→ Work to do: Rewrite the records from the start through the line containing "[181,292,288,321]", keeping every line and changing nothing except the answer coordinates, each of which you should offset by adding 146. Include no other lines.

→ Data extract:
========================

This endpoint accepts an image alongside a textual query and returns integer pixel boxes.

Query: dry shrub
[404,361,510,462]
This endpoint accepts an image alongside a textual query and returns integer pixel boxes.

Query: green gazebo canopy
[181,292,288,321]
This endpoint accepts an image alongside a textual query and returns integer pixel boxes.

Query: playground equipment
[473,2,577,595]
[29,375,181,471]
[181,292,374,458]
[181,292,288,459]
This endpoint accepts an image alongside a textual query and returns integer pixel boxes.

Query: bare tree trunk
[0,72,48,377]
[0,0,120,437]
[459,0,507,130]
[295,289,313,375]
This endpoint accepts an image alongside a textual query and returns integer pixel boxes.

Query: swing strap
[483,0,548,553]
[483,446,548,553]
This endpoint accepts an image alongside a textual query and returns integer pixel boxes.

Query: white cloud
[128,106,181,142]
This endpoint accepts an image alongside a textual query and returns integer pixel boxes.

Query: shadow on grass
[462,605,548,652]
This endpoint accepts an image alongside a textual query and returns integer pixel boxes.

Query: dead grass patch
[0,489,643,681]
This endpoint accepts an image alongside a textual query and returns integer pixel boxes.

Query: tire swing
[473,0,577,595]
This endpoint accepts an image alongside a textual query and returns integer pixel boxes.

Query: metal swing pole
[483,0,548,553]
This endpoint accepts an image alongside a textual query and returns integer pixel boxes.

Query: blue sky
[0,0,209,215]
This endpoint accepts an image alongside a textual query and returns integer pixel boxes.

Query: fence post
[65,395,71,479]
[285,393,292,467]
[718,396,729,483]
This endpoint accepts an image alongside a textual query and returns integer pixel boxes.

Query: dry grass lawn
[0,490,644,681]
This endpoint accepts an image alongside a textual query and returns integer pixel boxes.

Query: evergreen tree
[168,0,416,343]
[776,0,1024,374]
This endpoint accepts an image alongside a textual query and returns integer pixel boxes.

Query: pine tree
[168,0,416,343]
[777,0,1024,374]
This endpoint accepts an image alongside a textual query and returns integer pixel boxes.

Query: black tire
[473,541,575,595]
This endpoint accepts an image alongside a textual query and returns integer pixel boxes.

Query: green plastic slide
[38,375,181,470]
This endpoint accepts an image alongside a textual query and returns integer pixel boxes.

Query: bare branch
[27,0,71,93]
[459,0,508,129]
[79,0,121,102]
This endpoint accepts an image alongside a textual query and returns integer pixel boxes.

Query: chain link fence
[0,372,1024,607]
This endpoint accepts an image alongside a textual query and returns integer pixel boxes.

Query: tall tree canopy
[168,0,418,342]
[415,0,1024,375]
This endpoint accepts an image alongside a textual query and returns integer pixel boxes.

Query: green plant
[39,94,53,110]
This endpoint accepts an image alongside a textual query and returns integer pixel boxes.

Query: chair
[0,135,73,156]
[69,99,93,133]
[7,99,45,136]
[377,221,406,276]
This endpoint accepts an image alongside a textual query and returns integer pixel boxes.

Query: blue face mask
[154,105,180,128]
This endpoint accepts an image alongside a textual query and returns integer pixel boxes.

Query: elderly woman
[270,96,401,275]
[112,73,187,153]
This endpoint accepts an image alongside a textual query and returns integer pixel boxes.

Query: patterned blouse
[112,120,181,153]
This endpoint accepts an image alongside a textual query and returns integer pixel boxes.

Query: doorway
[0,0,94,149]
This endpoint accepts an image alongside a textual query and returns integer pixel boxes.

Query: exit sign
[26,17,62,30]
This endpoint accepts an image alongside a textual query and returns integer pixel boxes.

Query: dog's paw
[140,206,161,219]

========================

→ Task output:
This endpoint accepts an image alongside a textual query and returns integer pixel boxes.

Query: dry shrub
[550,507,656,608]
This endpoint accepts an image alongside a textual query and returns integer pixel boxes.

Query: green gazebo canopy
[327,438,434,467]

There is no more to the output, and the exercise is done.